▸ What you are asked to do
Return the exact lines spanning from the line with "68), using the photo above." through the last line of the entries, boundaries included, and no others.

------------

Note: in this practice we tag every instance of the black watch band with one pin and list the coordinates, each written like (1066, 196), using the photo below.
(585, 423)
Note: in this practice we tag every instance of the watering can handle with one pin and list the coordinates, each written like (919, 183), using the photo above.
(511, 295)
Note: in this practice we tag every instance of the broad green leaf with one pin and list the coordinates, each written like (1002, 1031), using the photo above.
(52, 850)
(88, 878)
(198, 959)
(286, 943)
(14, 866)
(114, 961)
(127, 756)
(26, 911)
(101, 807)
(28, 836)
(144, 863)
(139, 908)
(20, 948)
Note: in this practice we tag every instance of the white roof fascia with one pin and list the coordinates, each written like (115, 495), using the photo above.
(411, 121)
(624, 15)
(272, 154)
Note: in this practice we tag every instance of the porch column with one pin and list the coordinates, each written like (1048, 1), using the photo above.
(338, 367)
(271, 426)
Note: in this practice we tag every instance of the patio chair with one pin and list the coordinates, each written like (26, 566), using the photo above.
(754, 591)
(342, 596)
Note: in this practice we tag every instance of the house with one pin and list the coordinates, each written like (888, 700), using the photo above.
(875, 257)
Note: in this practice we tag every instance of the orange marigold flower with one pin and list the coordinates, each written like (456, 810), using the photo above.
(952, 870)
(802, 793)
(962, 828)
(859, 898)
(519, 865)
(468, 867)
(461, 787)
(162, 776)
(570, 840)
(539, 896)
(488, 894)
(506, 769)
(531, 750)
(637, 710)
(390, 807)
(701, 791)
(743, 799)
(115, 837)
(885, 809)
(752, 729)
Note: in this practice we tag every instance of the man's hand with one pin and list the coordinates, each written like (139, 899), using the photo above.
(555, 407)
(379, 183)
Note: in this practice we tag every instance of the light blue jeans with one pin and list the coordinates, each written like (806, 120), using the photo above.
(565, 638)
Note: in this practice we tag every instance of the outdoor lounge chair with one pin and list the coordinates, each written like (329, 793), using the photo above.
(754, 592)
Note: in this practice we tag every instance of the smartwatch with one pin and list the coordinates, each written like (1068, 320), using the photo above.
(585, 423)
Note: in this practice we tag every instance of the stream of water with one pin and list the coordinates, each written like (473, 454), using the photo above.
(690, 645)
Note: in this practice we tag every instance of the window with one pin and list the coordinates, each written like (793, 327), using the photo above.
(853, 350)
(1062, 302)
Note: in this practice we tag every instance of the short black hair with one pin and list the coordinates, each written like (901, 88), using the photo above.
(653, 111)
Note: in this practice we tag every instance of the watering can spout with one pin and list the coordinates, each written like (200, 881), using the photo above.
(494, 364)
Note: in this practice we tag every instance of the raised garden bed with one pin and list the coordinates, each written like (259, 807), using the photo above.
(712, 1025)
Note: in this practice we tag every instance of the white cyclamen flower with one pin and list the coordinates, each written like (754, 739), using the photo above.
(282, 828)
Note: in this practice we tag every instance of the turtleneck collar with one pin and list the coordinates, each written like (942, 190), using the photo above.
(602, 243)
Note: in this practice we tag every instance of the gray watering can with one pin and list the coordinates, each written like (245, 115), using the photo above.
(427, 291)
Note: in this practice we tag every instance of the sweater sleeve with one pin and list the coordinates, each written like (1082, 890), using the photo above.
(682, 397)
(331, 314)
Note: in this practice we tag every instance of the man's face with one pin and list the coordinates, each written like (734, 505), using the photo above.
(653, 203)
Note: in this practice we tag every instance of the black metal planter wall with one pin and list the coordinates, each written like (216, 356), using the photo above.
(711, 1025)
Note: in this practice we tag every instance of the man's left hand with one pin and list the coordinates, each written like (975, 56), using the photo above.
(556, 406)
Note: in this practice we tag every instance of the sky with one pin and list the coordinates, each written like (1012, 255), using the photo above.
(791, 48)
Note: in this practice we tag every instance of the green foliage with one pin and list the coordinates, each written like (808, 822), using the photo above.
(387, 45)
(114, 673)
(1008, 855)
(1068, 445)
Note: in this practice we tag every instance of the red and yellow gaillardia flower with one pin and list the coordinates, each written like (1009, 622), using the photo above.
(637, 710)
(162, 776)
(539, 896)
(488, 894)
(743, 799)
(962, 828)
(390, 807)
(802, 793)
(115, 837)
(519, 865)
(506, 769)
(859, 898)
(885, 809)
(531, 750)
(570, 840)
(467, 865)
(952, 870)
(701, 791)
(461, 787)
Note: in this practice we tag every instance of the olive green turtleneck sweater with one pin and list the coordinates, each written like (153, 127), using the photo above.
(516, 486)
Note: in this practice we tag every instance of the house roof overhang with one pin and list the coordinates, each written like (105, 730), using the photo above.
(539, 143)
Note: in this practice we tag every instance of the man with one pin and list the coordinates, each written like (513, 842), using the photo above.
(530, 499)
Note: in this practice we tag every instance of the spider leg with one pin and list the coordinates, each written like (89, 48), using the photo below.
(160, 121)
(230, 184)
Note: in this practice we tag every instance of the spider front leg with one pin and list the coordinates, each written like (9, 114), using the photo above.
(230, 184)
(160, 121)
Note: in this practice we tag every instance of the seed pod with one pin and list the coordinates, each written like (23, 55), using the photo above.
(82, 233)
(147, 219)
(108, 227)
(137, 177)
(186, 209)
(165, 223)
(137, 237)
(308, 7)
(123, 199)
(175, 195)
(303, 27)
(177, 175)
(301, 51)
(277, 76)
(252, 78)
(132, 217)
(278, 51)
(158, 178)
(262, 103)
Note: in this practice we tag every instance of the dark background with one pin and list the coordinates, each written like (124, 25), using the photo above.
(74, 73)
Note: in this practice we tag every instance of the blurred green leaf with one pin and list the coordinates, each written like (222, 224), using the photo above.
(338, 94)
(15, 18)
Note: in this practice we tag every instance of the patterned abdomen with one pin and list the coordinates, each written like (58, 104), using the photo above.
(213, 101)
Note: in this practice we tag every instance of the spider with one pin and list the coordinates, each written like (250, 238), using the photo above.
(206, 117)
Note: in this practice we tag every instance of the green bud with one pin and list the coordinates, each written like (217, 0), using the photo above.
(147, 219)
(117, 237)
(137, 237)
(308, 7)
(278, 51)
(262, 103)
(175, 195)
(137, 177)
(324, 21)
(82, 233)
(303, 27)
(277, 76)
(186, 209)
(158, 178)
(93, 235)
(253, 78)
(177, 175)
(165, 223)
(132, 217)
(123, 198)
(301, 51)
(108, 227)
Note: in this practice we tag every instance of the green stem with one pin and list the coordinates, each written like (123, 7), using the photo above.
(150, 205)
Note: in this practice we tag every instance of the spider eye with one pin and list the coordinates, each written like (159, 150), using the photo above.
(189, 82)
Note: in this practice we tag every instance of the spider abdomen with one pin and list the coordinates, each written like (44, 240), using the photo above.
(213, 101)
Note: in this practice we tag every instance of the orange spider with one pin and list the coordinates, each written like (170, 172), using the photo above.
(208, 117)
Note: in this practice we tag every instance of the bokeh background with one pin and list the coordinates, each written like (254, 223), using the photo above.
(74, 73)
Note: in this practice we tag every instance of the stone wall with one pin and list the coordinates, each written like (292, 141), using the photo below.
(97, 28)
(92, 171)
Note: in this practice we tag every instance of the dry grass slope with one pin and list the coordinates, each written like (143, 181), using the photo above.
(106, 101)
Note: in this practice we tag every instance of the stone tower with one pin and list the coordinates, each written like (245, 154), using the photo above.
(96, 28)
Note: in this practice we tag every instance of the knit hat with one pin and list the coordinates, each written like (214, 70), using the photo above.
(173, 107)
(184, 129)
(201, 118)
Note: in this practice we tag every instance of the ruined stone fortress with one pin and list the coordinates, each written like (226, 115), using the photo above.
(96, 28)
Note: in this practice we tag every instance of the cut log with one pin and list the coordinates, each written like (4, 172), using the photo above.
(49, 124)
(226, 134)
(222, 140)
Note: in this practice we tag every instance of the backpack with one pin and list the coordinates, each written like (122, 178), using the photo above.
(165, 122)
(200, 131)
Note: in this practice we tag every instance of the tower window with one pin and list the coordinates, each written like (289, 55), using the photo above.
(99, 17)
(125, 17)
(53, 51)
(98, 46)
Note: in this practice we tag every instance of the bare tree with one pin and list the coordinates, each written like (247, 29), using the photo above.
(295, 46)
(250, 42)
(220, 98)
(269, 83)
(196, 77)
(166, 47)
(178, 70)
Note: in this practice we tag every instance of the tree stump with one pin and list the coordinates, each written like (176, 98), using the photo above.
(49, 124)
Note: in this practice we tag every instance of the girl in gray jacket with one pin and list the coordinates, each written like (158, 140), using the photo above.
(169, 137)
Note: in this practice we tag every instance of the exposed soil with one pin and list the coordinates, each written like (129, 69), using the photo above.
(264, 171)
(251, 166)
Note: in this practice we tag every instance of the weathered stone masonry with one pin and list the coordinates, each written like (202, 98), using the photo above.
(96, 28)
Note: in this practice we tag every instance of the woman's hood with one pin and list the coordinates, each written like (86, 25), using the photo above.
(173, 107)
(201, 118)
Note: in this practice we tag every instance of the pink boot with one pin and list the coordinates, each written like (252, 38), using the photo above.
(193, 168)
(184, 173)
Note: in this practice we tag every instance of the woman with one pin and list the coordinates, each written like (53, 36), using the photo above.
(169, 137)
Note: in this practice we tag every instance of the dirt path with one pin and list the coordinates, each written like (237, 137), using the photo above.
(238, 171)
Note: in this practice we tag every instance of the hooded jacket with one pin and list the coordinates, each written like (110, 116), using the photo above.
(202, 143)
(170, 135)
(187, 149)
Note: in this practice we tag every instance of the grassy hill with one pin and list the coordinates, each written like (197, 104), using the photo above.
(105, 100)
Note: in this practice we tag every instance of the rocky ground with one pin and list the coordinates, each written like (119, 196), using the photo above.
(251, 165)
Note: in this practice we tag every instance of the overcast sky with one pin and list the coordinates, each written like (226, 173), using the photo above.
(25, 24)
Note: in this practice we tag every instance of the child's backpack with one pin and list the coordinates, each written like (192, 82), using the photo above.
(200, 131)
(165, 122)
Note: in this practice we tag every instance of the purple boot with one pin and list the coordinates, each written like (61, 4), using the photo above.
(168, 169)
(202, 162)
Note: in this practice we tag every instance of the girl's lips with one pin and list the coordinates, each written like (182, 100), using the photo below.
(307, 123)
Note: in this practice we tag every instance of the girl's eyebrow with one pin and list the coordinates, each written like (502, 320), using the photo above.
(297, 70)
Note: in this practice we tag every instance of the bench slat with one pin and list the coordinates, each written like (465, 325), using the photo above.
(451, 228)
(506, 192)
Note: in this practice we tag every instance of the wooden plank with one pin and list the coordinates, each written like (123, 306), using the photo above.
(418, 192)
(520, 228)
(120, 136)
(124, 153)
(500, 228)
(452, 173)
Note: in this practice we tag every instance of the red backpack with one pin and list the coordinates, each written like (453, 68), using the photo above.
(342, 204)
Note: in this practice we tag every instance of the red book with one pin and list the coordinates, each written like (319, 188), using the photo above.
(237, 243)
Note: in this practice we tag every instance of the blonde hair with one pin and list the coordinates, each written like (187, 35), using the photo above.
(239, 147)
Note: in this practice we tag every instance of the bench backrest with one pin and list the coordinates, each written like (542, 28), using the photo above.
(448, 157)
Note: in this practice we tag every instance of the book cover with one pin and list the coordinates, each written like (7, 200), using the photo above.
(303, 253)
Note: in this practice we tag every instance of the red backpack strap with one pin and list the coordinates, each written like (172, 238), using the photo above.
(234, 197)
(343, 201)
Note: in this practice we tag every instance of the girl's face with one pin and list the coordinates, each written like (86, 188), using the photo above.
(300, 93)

------------

▸ Full solution
Note: in this practice we tag every instance of the red backpack with one pin and list the coordinates, each written like (453, 68), using the photo above.
(342, 204)
Note: in this practice we tag every instance of the red book with one pin and list the coordinates, each written like (319, 188), using the photo above.
(237, 243)
Note: in this practice we tag every instance of the blonde hair with one pin and list the coordinates, each written like (187, 35), using the photo above.
(239, 147)
Note: in this practice we tag every instance of the bench backrest with one pin and list the coordinates, each written like (542, 28), using the photo above.
(448, 157)
Note: in this practice we tag every instance of the book cover with one pin and list the coordinates, each written like (7, 200), using the photo above.
(303, 253)
Note: in this practice we tag every instance of the red backpack strap with one pin and list the coordinates, each written like (172, 238), using the photo above.
(234, 197)
(343, 201)
Note: in this practice we tag every instance of the girl's face with one pin and list the coordinates, each written like (86, 188), using the photo above.
(300, 93)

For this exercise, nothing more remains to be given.